Task goal | Write all of the entries out again exactly.

Records provided |
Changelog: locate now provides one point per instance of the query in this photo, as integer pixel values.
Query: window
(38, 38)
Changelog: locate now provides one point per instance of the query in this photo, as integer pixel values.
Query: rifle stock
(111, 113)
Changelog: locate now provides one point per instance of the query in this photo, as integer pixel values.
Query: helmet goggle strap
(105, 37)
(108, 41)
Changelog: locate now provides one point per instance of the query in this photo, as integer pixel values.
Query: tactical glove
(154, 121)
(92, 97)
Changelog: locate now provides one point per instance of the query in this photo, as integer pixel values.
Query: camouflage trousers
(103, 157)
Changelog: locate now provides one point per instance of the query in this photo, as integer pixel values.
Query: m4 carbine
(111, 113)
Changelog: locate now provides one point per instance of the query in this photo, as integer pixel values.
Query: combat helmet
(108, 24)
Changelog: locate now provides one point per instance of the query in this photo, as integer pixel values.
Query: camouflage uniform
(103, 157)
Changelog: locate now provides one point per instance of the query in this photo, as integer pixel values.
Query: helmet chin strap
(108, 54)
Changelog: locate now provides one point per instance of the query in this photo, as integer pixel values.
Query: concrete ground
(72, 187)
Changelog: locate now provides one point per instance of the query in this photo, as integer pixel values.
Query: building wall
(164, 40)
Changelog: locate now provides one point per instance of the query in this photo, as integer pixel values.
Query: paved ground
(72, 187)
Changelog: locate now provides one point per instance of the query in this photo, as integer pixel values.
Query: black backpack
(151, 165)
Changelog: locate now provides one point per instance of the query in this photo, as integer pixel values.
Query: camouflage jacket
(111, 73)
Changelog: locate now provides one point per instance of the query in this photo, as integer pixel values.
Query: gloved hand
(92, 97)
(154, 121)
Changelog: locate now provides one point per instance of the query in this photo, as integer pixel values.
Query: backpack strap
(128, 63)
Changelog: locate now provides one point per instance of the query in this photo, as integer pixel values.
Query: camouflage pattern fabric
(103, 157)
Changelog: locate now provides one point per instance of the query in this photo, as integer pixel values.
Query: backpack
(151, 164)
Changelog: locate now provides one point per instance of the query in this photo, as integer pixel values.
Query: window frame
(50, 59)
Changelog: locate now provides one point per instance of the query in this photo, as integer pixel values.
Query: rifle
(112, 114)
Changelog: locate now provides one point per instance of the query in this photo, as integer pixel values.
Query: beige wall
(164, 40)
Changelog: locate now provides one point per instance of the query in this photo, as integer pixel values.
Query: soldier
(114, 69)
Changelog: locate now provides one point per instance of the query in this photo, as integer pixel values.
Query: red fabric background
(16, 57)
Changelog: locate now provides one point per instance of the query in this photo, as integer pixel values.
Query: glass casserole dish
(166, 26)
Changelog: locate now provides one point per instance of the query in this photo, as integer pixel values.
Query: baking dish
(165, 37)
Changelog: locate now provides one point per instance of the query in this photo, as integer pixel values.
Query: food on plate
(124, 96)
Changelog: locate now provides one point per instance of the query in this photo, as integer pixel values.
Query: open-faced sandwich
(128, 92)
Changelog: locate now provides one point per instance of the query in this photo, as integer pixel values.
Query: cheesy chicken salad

Answer below |
Changelog: locate now provides one point per instance of the query in this photo, as integer pixel values.
Query: window
(38, 38)
Changelog: locate now provides one point per instance of the query in this photo, as integer pixel values.
Query: rifle stock
(111, 113)
Changelog: locate now provides one point per instance of the query in this photo, as integer pixel values.
Query: helmet goggle strap
(105, 37)
(108, 41)
Changelog: locate now provides one point per instance of the query in this photo, as integer pixel values.
Query: tactical glove
(154, 121)
(92, 97)
Changelog: locate now provides one point per instance of the query in this photo, as integer pixel values.
Query: camouflage trousers
(103, 157)
Changelog: locate now provides one point per instance of the query in this photo, as integer pixel values.
Query: m4 carbine
(111, 113)
Changelog: locate now provides one point per instance of the query in this photo, as integer pixel values.
Query: combat helmet
(108, 24)
Changelog: locate now provides one point per instance of the query in this photo, as integer pixel values.
Query: camouflage uniform
(103, 157)
Changelog: locate now provides one point per instance of the query in this photo, as integer pixel values.
Query: helmet chin strap
(108, 54)
Changelog: locate now provides one point per instance of the query in this photo, as integer pixel values.
Query: concrete ground
(72, 187)
Changelog: locate now provides one point per instance of the query in this photo, as integer pixel values.
Query: building wall
(164, 40)
Changelog: locate now provides one point per instance of the query in this photo, as integer pixel values.
Query: paved ground
(72, 187)
Changelog: locate now provides one point per instance of the query in this photo, as integer pixel values.
Query: black backpack
(151, 165)
Changelog: locate now provides one point per instance of the query in this photo, as integer pixel values.
Query: camouflage jacket
(111, 73)
Changelog: locate now provides one point per instance of the query in this photo, as integer pixel values.
Query: gloved hand
(92, 97)
(154, 121)
Changelog: locate now provides one point per instance of the query in this photo, as integer pixel values.
Query: backpack strap
(128, 63)
Changelog: locate now provides one point per instance of the query in this photo, as integer pixel values.
Query: camouflage pattern fabric
(103, 157)
Changelog: locate now provides one point per instance of the query in this photo, as integer pixel values.
Query: backpack
(151, 164)
Changelog: locate now provides one point per instance of the query in this photo, as integer pixel values.
Query: window frame
(50, 59)
Changelog: locate now provides one point per instance of the query in this photo, as integer pixel values.
Query: rifle
(112, 114)
Changelog: locate now provides one point per instance of the query in this photo, as integer pixel values.
Query: beige wall
(164, 40)
Changelog: locate now provides one point per instance of the query in this photo, as integer pixel values.
Query: soldier
(114, 69)
Changelog: locate now provides one point per instance of the query in this photo, as integer pixel values.
Query: red fabric background
(16, 57)
Changelog: locate now provides one point per instance of the query in this photo, as integer pixel values.
Query: glass casserole dish
(166, 26)
Changelog: locate now provides one point per instance of the query in this photo, as integer pixel values.
Query: baking dish
(165, 37)
Changelog: locate now provides one point per instance of the query in this photo, as integer pixel values.
Query: food on plate
(124, 96)
Changelog: locate now provides one point per instance of the query in this photo, as integer pixel values.
Query: open-faced sandwich
(128, 92)
Changelog: locate now provides one point per instance of the query in this photo, as integer pixel values.
Query: cheesy chicken salad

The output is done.